[WORK TASK] An exact copy of every entry is the required answer.

[STORED DATA]
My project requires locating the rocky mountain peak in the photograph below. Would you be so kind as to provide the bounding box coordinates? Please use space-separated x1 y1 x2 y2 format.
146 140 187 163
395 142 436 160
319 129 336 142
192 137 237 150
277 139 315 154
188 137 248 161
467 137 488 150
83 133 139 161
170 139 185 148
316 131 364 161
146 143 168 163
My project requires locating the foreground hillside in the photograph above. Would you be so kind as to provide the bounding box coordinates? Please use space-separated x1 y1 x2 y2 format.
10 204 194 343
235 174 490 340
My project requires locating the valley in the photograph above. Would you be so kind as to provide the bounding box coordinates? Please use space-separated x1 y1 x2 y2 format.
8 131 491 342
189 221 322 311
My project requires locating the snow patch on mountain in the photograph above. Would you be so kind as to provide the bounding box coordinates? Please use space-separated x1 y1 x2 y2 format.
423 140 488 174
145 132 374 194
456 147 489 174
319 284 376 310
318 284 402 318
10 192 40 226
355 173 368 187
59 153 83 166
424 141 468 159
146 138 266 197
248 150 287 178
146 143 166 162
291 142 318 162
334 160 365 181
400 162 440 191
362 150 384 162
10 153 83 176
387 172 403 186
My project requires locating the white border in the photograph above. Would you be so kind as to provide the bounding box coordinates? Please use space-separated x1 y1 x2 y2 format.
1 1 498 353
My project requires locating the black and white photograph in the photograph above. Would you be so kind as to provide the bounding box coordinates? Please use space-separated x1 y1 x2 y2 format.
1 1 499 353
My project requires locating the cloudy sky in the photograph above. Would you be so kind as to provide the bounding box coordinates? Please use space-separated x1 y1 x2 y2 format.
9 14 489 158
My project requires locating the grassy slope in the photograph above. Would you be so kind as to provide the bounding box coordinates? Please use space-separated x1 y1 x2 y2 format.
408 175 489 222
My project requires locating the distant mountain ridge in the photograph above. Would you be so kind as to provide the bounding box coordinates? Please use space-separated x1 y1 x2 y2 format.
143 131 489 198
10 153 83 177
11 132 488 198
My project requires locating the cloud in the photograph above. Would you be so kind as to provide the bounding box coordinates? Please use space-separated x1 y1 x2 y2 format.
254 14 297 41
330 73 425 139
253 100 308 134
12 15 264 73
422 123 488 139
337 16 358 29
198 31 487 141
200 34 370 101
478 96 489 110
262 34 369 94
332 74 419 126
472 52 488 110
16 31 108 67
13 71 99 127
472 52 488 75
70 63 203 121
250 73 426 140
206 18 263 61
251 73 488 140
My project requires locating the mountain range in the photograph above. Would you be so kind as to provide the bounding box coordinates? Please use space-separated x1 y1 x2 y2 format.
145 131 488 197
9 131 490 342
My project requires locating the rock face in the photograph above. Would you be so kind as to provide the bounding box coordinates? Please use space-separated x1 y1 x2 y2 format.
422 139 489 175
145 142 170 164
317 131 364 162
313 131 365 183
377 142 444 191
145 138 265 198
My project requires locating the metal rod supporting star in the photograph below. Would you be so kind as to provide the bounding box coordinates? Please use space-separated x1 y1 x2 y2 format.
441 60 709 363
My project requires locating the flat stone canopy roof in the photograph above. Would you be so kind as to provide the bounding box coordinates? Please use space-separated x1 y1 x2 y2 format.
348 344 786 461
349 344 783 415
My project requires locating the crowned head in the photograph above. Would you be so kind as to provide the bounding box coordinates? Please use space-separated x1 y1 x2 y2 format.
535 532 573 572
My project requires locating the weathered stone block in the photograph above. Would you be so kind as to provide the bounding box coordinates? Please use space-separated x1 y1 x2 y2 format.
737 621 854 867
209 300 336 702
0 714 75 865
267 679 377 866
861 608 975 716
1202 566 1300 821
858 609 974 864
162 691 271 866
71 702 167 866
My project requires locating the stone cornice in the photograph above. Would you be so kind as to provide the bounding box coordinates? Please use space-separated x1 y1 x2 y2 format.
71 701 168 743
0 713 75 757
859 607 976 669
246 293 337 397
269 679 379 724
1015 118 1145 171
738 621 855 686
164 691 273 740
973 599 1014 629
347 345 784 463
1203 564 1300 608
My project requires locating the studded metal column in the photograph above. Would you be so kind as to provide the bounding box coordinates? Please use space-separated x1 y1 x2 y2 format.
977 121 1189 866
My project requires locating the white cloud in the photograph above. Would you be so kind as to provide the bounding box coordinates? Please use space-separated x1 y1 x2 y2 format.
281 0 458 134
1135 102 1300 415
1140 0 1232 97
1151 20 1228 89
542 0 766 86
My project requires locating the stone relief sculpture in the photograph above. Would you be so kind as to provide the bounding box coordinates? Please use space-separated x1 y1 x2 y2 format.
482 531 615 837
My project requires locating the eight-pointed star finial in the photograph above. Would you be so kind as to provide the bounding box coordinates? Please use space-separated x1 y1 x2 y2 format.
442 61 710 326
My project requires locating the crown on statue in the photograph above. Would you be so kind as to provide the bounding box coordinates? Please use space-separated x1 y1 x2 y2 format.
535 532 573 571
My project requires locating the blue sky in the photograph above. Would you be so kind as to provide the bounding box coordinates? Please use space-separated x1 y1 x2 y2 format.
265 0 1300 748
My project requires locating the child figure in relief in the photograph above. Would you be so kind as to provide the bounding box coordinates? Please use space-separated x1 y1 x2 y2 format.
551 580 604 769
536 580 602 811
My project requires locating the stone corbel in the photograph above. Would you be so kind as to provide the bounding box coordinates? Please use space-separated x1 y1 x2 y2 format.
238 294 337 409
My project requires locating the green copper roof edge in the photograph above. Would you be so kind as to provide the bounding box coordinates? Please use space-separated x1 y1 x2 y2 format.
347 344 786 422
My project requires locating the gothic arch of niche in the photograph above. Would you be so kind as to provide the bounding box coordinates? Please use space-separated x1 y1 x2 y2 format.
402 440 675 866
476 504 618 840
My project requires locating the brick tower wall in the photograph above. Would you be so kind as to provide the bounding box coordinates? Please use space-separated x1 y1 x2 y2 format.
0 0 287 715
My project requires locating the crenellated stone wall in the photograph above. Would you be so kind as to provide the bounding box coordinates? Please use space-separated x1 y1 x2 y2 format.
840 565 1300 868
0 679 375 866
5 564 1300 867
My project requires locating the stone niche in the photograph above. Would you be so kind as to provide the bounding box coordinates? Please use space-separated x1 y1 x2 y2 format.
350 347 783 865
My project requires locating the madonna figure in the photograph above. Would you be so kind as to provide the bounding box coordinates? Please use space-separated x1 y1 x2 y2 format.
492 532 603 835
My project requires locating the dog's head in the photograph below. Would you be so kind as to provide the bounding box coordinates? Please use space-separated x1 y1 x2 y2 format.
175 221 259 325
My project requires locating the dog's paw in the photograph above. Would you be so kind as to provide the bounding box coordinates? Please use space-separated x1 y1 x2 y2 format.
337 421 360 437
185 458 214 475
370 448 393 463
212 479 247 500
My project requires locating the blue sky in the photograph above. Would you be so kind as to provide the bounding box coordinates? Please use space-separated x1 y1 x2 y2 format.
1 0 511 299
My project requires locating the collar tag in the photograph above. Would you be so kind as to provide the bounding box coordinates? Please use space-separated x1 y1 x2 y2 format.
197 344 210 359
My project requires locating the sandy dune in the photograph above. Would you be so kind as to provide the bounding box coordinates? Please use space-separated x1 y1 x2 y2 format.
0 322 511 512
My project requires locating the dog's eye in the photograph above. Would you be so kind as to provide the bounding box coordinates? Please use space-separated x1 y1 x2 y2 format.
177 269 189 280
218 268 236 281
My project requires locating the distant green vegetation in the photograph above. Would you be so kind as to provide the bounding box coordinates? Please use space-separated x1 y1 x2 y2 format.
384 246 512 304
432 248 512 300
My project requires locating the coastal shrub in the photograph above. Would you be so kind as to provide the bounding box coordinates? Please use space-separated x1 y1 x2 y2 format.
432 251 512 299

[ANSWER SECTION]
My project requires locating the rocky mountain peak in the photograph below. Would you be so kind as to provide the bounding box coordinates? Please use space-separated x1 y1 x2 y2 format.
146 140 187 163
395 142 436 160
319 129 336 142
192 137 237 150
277 139 315 154
188 137 248 161
467 137 488 150
83 133 139 161
170 139 185 148
316 131 364 161
146 143 168 163
My project requires locating the foreground hillside in the photograph above. Would you be so kind as to provide the bounding box coordinates? Please use space-separated x1 y1 x2 y2 format.
10 204 194 343
235 174 490 340
My project requires locating the valley in the photograph above. Would you be so kind as to provide the bounding box coordinates? Please use space-separated x1 y1 x2 y2 format.
8 131 491 342
189 221 322 311
My project requires locating the snow patch on mountain in the photograph above. Would you be so kind as to provide the bounding box coordinates? Please use space-separated x1 y1 x2 y2 format.
423 140 488 174
145 132 374 194
456 147 489 174
319 284 376 310
318 284 402 318
10 192 40 226
355 173 368 187
59 153 83 166
424 141 468 159
146 138 266 197
248 150 287 178
146 143 166 162
291 142 318 162
334 160 365 181
400 162 440 191
362 150 384 162
10 153 83 176
387 172 403 186
My project requires locating the white border in the photograph above. Would you be so kind as to provide the bounding box coordinates? Please use space-separated x1 y1 x2 y2 format.
1 1 498 353
My project requires locating the black and white photograph in the photograph above. Would you be so kind as to provide the bounding box coordinates? Please use space-separated x1 y1 x2 y2 format.
1 1 499 353
My project requires locating the cloudy sky in the photograph above. Would you be so kind as to provide the bounding box coordinates? Please use space-separated x1 y1 x2 y2 format.
9 14 489 158
My project requires locating the grassy slope in the photograph above. Would you be so kind as to provide the bounding box coordinates? Please use space-separated x1 y1 x2 y2 format.
408 175 489 222
My project requires locating the distant mountain ridge in the photograph above. Would you be so kind as to provide the bounding box coordinates? Please use space-separated x1 y1 x2 y2 format.
143 131 489 198
10 153 83 177
11 132 488 198
My project requires locating the cloud in the photograph above. Would you be so kind as to provide the bounding box coordinates? Please use space-separated x1 y1 x2 y2 format.
254 14 297 41
330 73 425 139
253 100 308 134
12 15 264 73
422 123 488 139
337 16 358 29
198 31 487 141
200 34 370 101
478 96 489 110
262 34 369 94
332 74 419 126
472 52 488 110
16 31 108 67
13 71 99 127
472 52 488 75
70 63 203 121
250 73 426 140
206 18 263 61
251 73 488 140
My project requires locating the mountain range in the photograph above. Would you be so kind as to provide the bounding box coordinates? Please use space-separated x1 y1 x2 y2 format.
145 131 488 197
9 131 490 342
My project requires locating the rock face in the photograph above. Would you be so kind as to provide the bounding box coordinates? Please use space-separated x1 y1 x2 y2 format.
422 139 489 175
145 142 170 164
317 131 364 162
313 131 365 183
377 142 444 191
145 138 265 198
My project requires locating the metal rod supporting star in the photograph below. Would you be so kind as to provide the bounding box coordinates? Please use space-separated x1 y1 x2 y2 format.
441 60 709 363
My project requires locating the flat stone canopy roof in the photograph above. Would you be so kind as to provide the bounding box coordinates? Please use space-separated x1 y1 x2 y2 format.
348 344 786 461
349 344 783 415
My project requires locating the crowned head in the photograph above. Would you be so kind as to provide the bounding box coordinates? Please use space-separated x1 y1 x2 y2 format.
535 532 573 572
My project requires locating the weathered stone block in the photograph above. Would you be so kind as to provide the bounding box coordinates? Please use space-separated x1 y1 x2 y2 format.
737 621 854 867
209 300 336 702
0 714 75 865
267 679 377 866
861 608 975 716
1202 566 1300 821
858 609 974 864
162 691 271 866
71 702 167 866
My project requires locating the stone cornice in the photograph above. Would you be so kind as to provide the bounding box coordinates? Please use space-separated x1 y1 x2 y2 format.
71 701 168 743
0 713 75 757
859 607 976 669
246 293 337 397
269 679 379 724
1015 118 1145 171
738 621 855 686
164 691 273 740
973 599 1014 629
347 345 784 463
1203 564 1300 608
My project requires locating the studded metal column in the photograph above. Would you be so kind as to provide the bounding box coordinates? Please use space-separated x1 y1 x2 y2 format.
977 121 1189 866
My project requires locating the white cloud in the photograph above. Would you be so kind as to provide the bounding box coordinates? Please use space-separated x1 y1 x2 y2 format.
281 0 458 134
1135 102 1300 415
1140 0 1232 97
1151 20 1228 89
542 0 766 86
My project requires locating the stone relief sculpture in the photograph above. Would you be so kind as to provide the bounding box coordinates? Please use space-separated x1 y1 x2 y2 format.
482 531 615 837
My project requires locating the eight-pointed star finial in the photograph above. Would you be so kind as to provide the bounding box coordinates? Please use space-separated x1 y1 x2 y2 format.
442 61 710 326
My project requires locating the crown on statue in the photograph above. Would you be so kind as to provide the bounding box coordinates? Please use space-separated x1 y1 x2 y2 format.
535 532 573 571
My project requires locating the blue sky in the photograph above. Would you be so kind as to provide the bounding box coordinates? Please use space-separated x1 y1 x2 y2 format.
265 0 1300 748
My project requires locating the child figure in relief in the photograph above. Would you be so kind as to provide the bounding box coordinates? Please use space-separated x1 y1 x2 y2 format.
551 580 604 769
536 580 602 811
My project requires locating the stone corbel in the photograph above. Would you be so kind as to provide the bounding box coordinates? Please use space-separated x1 y1 x2 y2 format.
238 294 337 409
My project requires locating the green copper roof edge in the photograph above. Would you be so kind as to provide the bounding box coordinates? Please use space-separated x1 y1 x2 y2 format.
347 344 786 422
My project requires locating the gothic arch of niche in the photograph above. Would you be so kind as to provide the bounding box coordinates? Please use space-separated x1 y1 x2 y2 format.
402 440 675 866
476 504 618 840
My project requires locating the brick tower wall in the photograph above. Would you be so kind as to provide the bounding box coordinates? Please use space-separated x1 y1 x2 y2 format.
0 0 287 715
My project requires locating the crenellated stone wall in the photograph above. Would you be so kind as to provide the bounding box coordinates? Please use space-separated x1 y1 x2 y2 format.
840 565 1300 868
0 679 375 866
5 564 1300 867
My project requires locating the stone niche in the photograph above. Would you be so kind as to provide the bounding box coordinates? Please use space-separated x1 y1 x2 y2 format.
350 347 783 865
My project requires locating the madonna figure in the photograph above. Would you be so kind as to provide the bounding box coordinates? Please use space-separated x1 y1 x2 y2 format.
492 532 603 835
My project requires locating the dog's head in the photograph below. Would you be so kind as to provide the bounding box coordinates? Please use space-separated x1 y1 x2 y2 format.
175 221 259 325
My project requires locating the dog's paw in the photograph above. Would you be so kind as to provide the bounding box coordinates? Please use space-separated x1 y1 x2 y2 format.
337 421 360 437
185 458 214 475
370 448 393 463
212 479 247 500
My project requires locating the blue sky in the photograph above. Would you be so kind as to provide the bounding box coordinates? Please use space-separated x1 y1 x2 y2 format.
1 0 511 299
My project requires locating the collar tag in the photograph above. Would you be so kind as to provide the bounding box coordinates? Please use space-separated x1 y1 x2 y2 format.
197 344 210 359
My project requires locating the sandy dune in the photograph above. Would you be so kind as to provide the bounding box coordinates? Please use space-separated x1 y1 x2 y2 format.
0 322 511 512
My project requires locating the dog's eye in the photograph above. Would you be so kind as to provide the bounding box coordinates? Please use space-separated x1 y1 x2 y2 format.
177 269 189 280
218 268 236 281
My project requires locating the distant green vegetation in the photograph above. Would you be so kind as to provide the bounding box coordinates? Please use space-separated x1 y1 x2 y2 format.
384 246 512 304
432 248 512 300
My project requires locating the coastal shrub in the photograph above. Would you be so kind as to provide the bounding box coordinates? Please use space-separated x1 y1 x2 y2 format.
432 251 512 299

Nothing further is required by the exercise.